◆ **Challenge**: Format every line of the listing below as a numbered list, omitting blank lines and leaving the pictures out.

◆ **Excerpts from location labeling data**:

○ ○ ○ ○ ○

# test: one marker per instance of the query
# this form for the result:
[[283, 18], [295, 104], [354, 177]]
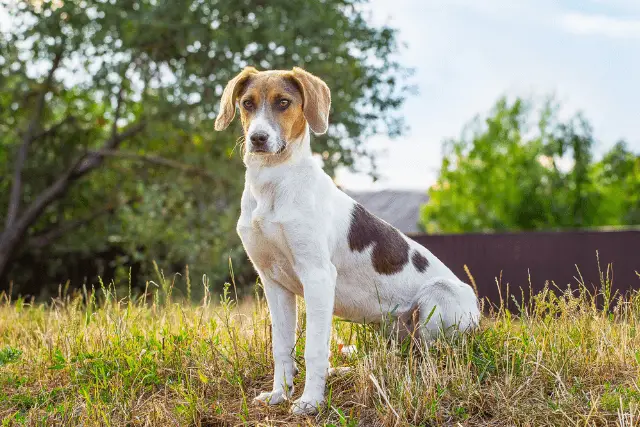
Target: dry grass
[[94, 359]]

○ ○ ○ ○ ○

◆ **The answer**:
1. # test: one marker per instance of the query
2. # this form for the result:
3. [[283, 18], [295, 104], [354, 177]]
4. Target: dry grass
5. [[94, 359]]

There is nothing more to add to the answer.